— Quoted passage —
──────
Not so long ago I heard from a reader who was under some misconceptions about me.
You see, social media platforms like Facebook, Instagram, Pinterest, and the “blogosphere” are designed to let people share a little of themselves with others.
Note that I said “a little” of themselves.
Because not even the most vain, narcissistic, selfie-obsessed person in the world really projects themselves in full before others. We give people snippets of our lives; brief, carefully edited glimpses into those things we find most pleasant and attractive and flattering about ourselves.
Which is good! I mean, who really wants to see the worst of me all the time?
But then when you decide in your online presence to focus on the positive in your life, people will then criticize you for projecting a false image of yourself.
I mean, aren’t there a lot of areas in our lives where we’re not necessarily REAL at all times? We expect people to take showers in the morning and fix their hair and iron their clothes and look respectable. Isn’t that projecting a false image, especially considering we don’t wake up in the mornings looking like that?
And when people throw out the standard American greeting of, “Hi! How are you?”, how do we usually respond? We may have a splitting headache and an ingrown toenail and our cat may have just been run over by the neighbor’s pickup, but with everyone except perhaps our very closest friends we’re likely to force a smile and respond with, “I’m good. And you?”
──────
— Information provided —
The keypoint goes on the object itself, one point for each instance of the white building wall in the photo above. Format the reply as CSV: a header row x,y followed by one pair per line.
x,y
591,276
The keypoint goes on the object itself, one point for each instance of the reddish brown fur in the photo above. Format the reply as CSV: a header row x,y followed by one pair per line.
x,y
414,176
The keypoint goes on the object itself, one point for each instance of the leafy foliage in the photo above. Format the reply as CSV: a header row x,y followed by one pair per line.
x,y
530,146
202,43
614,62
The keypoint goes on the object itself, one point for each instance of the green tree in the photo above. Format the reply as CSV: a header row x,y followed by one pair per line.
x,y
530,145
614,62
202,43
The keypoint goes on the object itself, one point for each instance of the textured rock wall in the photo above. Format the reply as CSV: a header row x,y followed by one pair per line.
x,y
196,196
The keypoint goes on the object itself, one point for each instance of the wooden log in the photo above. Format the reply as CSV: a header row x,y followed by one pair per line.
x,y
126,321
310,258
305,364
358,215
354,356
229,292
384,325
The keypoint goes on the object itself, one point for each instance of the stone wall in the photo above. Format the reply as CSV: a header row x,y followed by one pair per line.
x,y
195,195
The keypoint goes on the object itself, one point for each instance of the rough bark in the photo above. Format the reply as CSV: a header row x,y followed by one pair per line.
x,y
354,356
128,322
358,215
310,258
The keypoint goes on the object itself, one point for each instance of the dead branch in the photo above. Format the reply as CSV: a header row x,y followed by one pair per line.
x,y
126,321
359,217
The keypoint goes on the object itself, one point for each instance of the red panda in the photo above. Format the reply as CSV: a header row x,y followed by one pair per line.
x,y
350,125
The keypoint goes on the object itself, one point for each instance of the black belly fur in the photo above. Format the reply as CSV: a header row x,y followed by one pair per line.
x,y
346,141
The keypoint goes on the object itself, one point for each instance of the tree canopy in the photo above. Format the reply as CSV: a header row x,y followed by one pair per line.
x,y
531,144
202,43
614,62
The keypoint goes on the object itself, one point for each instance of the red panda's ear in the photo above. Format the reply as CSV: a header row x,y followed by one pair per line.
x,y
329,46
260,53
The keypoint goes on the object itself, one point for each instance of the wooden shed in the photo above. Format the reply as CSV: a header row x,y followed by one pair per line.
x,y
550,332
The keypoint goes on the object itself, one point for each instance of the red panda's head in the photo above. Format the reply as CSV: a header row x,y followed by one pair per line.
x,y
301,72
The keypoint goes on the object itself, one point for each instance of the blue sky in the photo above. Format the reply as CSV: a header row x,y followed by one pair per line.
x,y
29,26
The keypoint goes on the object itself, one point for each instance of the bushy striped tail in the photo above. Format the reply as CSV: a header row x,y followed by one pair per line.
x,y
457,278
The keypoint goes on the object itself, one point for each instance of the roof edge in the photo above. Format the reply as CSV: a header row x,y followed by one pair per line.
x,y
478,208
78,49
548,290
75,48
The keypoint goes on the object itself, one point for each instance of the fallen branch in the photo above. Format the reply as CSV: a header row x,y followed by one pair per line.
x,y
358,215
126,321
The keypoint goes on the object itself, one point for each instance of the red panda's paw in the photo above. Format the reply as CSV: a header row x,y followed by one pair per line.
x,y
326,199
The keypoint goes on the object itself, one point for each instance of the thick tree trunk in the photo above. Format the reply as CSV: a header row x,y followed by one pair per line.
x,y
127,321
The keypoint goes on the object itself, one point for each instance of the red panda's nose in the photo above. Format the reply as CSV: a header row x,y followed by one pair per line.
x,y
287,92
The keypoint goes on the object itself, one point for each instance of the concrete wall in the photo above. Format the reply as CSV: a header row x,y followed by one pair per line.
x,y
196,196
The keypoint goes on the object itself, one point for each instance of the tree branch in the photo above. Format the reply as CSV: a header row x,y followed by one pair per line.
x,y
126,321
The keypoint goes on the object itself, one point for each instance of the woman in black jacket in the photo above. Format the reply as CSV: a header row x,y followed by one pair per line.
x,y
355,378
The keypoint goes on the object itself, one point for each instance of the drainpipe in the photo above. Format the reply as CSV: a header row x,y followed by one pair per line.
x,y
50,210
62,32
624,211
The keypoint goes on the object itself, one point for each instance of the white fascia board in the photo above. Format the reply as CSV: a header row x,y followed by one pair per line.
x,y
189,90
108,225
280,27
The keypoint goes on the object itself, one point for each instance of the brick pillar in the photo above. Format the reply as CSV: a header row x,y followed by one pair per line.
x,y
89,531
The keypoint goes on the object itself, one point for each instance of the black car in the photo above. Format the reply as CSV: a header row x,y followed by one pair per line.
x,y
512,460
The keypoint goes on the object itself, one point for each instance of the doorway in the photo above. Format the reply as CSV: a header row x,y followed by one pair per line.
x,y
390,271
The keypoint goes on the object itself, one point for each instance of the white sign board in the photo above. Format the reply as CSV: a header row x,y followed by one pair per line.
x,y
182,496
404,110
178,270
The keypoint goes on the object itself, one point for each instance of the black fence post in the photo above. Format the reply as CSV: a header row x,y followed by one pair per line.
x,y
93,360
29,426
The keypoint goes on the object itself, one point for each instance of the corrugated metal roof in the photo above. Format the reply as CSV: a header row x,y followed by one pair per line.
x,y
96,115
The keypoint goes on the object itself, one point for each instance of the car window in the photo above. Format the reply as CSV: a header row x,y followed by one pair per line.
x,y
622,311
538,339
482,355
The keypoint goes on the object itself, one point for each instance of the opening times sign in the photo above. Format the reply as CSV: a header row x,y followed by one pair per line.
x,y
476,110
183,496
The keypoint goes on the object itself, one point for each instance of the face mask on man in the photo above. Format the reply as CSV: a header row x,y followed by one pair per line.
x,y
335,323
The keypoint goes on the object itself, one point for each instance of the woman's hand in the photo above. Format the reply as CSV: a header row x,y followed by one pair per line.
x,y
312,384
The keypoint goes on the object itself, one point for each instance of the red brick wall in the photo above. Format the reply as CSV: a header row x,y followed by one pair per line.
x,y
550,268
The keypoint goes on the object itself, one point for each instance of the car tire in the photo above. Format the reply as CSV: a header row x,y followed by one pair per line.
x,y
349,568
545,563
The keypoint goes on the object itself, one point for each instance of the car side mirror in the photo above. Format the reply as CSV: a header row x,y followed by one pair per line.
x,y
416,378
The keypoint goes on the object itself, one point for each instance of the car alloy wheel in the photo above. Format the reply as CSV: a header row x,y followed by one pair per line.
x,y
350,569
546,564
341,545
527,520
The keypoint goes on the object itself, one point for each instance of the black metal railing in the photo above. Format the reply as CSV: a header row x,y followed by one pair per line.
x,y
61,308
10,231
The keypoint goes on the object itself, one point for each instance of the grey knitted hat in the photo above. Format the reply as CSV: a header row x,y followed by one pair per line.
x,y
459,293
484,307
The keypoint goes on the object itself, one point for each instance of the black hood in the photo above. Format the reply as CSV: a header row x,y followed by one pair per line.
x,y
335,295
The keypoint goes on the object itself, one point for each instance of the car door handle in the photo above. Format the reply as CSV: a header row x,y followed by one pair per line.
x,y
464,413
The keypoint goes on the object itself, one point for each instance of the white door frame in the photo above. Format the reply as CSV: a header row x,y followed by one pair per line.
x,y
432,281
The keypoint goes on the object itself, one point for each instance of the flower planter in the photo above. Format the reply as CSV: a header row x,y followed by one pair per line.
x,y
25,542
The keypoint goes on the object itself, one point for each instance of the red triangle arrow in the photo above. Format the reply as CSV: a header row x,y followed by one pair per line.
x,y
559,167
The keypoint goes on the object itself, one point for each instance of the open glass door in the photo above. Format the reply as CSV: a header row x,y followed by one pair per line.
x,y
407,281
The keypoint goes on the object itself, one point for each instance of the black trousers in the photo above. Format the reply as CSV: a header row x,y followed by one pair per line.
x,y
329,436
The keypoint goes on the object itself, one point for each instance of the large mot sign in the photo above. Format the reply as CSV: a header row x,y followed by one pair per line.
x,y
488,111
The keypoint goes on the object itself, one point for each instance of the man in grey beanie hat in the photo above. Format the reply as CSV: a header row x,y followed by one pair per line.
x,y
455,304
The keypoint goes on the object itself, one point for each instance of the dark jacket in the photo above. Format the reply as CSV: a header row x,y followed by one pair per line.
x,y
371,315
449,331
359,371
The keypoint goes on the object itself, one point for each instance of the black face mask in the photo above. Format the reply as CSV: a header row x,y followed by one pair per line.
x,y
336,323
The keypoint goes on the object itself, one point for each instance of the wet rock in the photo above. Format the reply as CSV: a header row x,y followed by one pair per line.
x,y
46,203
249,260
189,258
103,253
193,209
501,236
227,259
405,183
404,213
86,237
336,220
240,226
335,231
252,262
──────
— Given task A —
Could you print the part of the post about online self-presentation from "But then when" to "image of yourself."?
— Given task B —
Can you carry on the post about showing only our best side online, starting after its last sentence?
The rows have no connection to the post about presenting ourselves online.

— Output A —
But then when you decide in your online presence to focus on the positive in your life, people will then criticize you for projecting a false image of yourself.

— Output B —
Because it’s not about being absolutely totally completely forthright in everything — it’s about being uplifting. And polite. And encouraging. And shoving my every fault and failing and trouble and heartbreak and struggle in your face isn’t any of those things, especially when YOU have faults and failings and troubles and heartbreaks of your own!
Listen, I recognize the selective sharing that goes on online may sometimes lead less discerning people to draw some wrong conclusions. Those who may not be as adept at reading between the lines may very well look at my blog or my personal Facebook page and be led to think I have the perfect life. The perfect marriage. Perfect kids. A perfect home. A perfect homeschool. Perfect faith. Perfect happiness.
And then they shoot me an email telling me how much they regret their own past decisions, how unhappy they are with where life has taken them, and how they wish they had my perfect existence.
And I sigh.
Because they have no idea.
Now I have every intention of continuing to focus on the GOOD in my online presence, but maybe it’s not so bad a thing to throw out some reality on occasion! Now don’t worry — I’m not going to show you pictures of the wart on my finger, (aren’t you thankful?), nor am I going to “cyber bleed” until you blush at my honesty, but if you’re looking for some confessions from a totally imperfect wife and mom, here are just a few:
Confession #1: Highly social situations make me want to cry. Or vomit.
I am not shy and I don’t have a problem talking to or even in front of people, but that doesn’t mean I’m not also very introverted by nature.
Crowds where I know I am expected to mingle and be chatty are so awkward for me, and sometimes I get so nervous I want to vomit. If I was of a weaker stomach, I would do it. OFTEN.
I just prefer the security and peace and quiet of my home and family, and though I can push through my introversion to be very social when necessary, I also spend the entire time feeling like I’m either A.) being obnoxiously FAKE because deep-down I’d rather be at home in my pajamas reading a book, or else I’m B.) making an idiot of myself by chatting endlessly because I’m. So. Nervous.
Confession #2: We outgrew our house at least 5 years ago. And it shows.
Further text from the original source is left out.